------ Quoted passage

The structure, built in a commercial web-based application called REDCap, can be subsequently scaled to accommodate thousands of patients and the spatial characterization of billions of cancer cells. A description of AstroID, which has been made available for any researcher to use, was published Dec. 25, 2025, in the Journal for Immunotherapy of Cancer. The work was supported in part by the National Institutes of Health.

Researchers at Johns Hopkins Medicine have now deployed this structure in their laboratories for 16 different patient groups with multiple tumor types, and they have over 1 billion cells spatially mapped and tagged with clinical information from patient experiences.

Typically in oncology, each patient's course includes multiple visits, treatments and outcome measures, explains Janis M. Taube, M.D., director of the Division of Dermatopathology and co-director of the Tumor Microenvironment Laboratory at the Bloomberg~Kimmel Institute for Cancer Immunotherapy. To identify and characterize biomarkers, these parameters need to be linked to multiple tests and assessments, including blood-based laboratory values, tissue-based pathology, radiography, genomic studies and more.

What this structure does is allow me to ask questions across all of this data that's already been gathered, and across tumor types, and combine it all together in the context of the longitudinal patient experience." Janis M. Taube, M.D., Director of the Division of Dermatopathology and co-director of the Tumor Microenvironment Laboratory at the Bloomberg~Kimmel Institute for Cancer Immunotherapy

For example, her lab often conducts studies of patients with melanoma. If she conducted a study 10 years ago looking at patients' age at diagnosis and what therapies they received, and then later wanted to do another study of this patient population and survival, she might have had to repeat some of the steps to compile a new cohort and regather information about treatments received, what specimens were collected, and clinical outcomes. "Investigators across the whole institution are also trying to tap into these patients and collect this information," she says. "There were really huge inefficiencies across how we were working, and duplicating efforts."

------------

* Assigned task: Continue the passage about the AstroID cancer data structure, starting after its last sentence.

------ Extracted data

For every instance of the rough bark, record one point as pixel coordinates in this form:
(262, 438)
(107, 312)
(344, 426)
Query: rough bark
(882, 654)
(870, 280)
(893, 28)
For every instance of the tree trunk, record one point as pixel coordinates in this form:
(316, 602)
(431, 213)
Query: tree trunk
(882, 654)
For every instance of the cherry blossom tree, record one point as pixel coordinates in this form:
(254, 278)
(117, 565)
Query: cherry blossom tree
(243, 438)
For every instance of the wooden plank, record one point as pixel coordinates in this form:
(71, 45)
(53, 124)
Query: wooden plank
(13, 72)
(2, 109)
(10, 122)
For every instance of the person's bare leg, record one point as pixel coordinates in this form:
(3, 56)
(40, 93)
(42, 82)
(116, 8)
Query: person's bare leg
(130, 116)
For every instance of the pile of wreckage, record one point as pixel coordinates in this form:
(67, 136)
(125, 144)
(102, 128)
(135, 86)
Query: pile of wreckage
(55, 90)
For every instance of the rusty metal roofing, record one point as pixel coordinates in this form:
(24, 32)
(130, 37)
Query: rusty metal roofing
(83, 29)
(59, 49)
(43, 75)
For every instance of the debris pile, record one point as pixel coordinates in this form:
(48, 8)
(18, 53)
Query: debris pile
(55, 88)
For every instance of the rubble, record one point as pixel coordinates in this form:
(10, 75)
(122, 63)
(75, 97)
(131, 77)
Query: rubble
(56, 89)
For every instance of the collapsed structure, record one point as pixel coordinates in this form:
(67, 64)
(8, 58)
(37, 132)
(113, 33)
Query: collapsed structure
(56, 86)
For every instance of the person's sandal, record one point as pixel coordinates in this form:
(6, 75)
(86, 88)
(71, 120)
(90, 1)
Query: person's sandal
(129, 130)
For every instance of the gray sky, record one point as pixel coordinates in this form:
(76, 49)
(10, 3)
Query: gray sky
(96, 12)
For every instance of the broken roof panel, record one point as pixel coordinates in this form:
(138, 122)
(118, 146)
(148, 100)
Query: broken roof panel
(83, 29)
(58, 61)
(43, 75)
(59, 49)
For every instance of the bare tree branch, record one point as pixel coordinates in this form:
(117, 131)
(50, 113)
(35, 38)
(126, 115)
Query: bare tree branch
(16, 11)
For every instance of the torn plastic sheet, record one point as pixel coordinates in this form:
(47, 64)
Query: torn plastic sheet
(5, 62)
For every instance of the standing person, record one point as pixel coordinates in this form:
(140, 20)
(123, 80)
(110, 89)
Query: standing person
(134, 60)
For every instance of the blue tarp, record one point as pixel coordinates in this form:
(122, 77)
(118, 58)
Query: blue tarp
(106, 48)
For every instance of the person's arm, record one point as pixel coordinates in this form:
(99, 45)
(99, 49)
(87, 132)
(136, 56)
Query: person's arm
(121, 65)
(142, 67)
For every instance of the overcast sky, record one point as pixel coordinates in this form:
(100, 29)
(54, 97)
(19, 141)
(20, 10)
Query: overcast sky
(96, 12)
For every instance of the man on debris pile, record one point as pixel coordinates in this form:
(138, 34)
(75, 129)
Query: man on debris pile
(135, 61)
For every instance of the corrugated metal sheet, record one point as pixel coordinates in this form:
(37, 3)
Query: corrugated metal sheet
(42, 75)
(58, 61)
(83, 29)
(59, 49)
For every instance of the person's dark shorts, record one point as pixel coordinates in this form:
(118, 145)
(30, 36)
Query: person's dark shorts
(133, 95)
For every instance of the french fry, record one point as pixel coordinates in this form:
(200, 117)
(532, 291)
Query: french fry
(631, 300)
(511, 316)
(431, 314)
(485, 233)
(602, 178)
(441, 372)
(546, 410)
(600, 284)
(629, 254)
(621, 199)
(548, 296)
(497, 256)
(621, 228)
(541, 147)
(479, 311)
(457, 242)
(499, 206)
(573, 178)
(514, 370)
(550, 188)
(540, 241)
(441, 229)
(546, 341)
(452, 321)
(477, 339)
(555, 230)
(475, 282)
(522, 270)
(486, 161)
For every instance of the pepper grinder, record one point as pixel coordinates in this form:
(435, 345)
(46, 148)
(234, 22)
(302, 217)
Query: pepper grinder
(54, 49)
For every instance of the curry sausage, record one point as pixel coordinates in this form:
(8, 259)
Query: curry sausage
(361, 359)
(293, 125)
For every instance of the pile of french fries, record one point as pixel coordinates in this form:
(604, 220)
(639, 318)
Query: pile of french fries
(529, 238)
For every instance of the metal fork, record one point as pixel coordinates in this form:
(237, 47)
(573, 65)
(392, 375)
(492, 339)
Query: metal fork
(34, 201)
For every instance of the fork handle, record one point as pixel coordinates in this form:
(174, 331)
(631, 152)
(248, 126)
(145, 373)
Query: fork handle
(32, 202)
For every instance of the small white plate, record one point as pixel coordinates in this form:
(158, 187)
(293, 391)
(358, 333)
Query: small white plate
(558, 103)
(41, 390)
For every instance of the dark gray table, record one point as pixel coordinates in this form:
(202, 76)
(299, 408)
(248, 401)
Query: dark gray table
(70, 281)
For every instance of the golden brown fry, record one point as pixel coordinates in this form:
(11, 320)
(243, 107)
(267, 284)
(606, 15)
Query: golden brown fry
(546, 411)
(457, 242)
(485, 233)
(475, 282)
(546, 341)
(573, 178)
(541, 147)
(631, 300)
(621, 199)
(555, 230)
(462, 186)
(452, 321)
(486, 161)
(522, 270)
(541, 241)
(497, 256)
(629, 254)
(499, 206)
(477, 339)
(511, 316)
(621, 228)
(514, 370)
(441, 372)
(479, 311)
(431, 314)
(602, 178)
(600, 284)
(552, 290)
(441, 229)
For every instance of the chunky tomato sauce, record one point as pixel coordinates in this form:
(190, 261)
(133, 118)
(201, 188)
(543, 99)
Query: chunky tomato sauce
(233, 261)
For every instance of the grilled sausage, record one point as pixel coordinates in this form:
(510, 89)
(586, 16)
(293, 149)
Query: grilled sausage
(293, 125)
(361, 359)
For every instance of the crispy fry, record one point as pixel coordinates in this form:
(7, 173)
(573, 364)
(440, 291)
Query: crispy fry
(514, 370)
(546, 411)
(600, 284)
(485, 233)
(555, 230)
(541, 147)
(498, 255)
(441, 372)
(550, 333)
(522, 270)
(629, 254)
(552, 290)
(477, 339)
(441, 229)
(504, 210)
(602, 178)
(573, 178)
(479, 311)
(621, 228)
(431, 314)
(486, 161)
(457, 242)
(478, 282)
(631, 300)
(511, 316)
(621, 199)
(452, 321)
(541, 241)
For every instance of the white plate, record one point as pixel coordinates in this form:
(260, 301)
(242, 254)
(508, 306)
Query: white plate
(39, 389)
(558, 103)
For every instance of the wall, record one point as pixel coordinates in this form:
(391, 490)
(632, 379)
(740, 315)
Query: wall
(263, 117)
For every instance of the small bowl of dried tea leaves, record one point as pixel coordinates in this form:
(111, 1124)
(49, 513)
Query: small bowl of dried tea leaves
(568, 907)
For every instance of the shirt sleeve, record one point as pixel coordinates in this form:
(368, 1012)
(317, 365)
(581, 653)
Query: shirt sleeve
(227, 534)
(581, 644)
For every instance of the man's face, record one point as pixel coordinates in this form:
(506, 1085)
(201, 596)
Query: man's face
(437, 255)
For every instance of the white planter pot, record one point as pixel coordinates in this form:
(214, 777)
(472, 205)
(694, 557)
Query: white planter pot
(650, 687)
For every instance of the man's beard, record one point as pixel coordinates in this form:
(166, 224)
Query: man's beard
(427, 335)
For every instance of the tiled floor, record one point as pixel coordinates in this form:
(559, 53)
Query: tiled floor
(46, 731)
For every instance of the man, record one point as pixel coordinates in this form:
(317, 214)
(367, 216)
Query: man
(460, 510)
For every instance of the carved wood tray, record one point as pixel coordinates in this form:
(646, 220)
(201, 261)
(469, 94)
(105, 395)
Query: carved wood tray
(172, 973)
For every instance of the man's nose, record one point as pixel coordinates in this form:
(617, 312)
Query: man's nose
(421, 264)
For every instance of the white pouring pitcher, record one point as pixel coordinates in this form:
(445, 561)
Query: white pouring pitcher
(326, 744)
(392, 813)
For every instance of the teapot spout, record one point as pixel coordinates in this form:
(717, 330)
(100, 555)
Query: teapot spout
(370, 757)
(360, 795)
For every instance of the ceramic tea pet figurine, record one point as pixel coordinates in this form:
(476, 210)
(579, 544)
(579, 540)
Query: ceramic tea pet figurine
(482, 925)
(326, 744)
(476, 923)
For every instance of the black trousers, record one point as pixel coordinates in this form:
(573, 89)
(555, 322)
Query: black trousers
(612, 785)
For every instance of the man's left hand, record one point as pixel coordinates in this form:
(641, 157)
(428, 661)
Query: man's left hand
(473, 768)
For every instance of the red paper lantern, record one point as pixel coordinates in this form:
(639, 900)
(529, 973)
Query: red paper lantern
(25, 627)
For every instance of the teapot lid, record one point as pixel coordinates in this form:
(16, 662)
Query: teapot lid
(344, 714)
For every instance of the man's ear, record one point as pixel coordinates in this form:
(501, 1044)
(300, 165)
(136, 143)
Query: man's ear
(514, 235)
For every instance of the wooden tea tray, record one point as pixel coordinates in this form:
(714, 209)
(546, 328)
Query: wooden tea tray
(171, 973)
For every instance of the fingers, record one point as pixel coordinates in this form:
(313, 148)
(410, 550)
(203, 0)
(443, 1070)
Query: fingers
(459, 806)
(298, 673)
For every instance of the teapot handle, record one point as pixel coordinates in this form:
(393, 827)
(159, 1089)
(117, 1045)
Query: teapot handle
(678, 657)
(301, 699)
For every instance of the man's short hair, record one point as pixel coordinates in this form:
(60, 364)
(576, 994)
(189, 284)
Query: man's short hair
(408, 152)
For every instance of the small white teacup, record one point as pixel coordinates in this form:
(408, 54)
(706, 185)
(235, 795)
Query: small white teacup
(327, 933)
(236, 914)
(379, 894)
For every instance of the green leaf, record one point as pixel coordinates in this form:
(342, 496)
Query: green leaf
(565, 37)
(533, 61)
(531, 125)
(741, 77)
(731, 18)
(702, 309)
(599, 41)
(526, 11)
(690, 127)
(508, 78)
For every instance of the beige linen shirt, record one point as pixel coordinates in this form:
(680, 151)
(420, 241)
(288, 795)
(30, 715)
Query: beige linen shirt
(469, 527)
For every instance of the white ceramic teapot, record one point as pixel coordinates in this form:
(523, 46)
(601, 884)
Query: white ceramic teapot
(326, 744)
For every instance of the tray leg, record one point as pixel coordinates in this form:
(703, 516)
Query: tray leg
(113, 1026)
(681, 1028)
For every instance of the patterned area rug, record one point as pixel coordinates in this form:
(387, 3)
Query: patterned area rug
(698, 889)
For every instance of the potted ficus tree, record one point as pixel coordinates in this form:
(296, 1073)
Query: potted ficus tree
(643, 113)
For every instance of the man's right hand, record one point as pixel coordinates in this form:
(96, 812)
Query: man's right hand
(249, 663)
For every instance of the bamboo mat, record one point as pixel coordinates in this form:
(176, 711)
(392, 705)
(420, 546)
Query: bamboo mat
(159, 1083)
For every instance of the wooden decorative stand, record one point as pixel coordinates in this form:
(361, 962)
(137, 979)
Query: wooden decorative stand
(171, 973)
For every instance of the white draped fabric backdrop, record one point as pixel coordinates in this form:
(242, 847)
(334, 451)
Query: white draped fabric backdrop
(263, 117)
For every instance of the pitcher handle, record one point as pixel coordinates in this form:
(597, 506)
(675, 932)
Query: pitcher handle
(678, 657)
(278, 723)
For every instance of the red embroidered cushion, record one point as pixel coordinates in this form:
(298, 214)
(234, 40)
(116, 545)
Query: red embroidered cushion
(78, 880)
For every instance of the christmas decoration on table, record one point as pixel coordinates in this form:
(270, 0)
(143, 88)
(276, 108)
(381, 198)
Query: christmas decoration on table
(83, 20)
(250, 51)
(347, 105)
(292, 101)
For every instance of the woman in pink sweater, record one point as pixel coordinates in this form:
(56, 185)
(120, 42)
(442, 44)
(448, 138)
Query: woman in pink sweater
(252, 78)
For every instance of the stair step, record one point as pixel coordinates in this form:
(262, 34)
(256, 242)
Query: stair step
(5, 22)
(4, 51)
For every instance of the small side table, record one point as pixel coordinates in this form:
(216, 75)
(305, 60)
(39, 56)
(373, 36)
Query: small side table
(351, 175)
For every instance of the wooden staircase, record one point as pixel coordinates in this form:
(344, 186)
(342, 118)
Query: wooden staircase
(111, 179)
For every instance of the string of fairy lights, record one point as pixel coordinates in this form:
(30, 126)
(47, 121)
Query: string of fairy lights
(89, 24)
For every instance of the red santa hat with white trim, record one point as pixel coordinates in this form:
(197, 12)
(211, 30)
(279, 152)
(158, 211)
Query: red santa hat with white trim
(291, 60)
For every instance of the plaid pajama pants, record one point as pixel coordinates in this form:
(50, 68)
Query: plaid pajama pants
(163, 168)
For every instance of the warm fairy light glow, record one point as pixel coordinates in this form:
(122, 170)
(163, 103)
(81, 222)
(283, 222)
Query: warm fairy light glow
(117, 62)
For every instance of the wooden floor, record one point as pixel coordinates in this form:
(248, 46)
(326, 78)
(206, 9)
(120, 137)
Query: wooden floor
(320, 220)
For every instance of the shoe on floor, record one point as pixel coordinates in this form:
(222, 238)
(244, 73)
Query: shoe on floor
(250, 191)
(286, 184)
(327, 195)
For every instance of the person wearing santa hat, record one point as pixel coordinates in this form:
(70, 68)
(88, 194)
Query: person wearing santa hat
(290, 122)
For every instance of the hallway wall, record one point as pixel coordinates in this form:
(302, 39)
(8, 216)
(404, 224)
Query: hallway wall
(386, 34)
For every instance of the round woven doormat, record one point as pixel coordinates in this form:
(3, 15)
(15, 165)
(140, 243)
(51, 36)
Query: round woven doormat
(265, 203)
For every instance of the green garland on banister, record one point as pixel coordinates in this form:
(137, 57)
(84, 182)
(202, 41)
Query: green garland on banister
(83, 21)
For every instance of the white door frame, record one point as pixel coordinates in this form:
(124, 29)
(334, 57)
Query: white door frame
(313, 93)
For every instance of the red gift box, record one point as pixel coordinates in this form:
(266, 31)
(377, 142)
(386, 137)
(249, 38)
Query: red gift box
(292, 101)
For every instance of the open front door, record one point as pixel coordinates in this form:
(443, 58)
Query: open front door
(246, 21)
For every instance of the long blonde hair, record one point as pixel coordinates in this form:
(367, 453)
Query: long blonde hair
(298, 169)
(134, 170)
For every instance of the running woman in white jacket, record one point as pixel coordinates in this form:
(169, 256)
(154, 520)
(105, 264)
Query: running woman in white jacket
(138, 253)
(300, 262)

------------

* Answer space:
It had been painstaking for researchers to manually enter data, so cancer studies typically were designed around relatively small cohorts, adds Alexander Szalay, Ph.D., Bloomberg Distinguished Professor and professor in the Department of Computer Science at The Johns Hopkins University.

"What we are trying to do is to scale out so we can handle patients on the order of hundreds or thousands of patients in a study," says Szalay, who also is the director of the Institute for Data Intensive Science at Johns Hopkins. "One of our postdoctoral students, Elizabeth Will, in partnership with graduate student Benjamin Green, came up with this wonderful idea of how to organize all the medical and specimen data into multiple hierarchical tiers, which then can be easily translated to a query-oriented platform based on a large relational database."

While the Johns Hopkins team for now is using this platform for cancer studies, the structure could be adapted to characterize longitudinal biospecimens from any disease process, they said.

Publicly available code for AstroID is at github.com/IUREDCap/redcap-etl-module. Additional information for AstroID is available at github.com/AstroPathJHU/AstroID/releases/tag/v0.0.1. Exported data can be explored on its own for research purposes on clinical outcomes, independent of additional biomarker correlates, or merged and queried with a variety of scientific correlates.

Study coauthors were Scott Carey, Govind Warrier, Aasheen Qadri, Andrew Jorquera, Sigfredo Soto-Diaz, Daphne Wang, Joel C. Sunshine, Julie Stein Deutsch, Robert A. Anders, Qingfeng C. Zhu, Ludmila Danilova, Leslie Cope, Evan J. Lipson and Logan L. Engle of Johns Hopkins, and Tricia R. Cottrell of Queen's University in Ontario, Canada.

The work was supported by The Mark Foundation for Cancer Research, the Melanoma Research Alliance, the Marilyn and Michael Glosserman Fund for Basal Cell Carcinoma and Melanoma Research, the Bloomberg~Kimmel Institute for Cancer Immunotherapy and the National Cancer Institute (grant #s R01CA142779 and T32CA009071).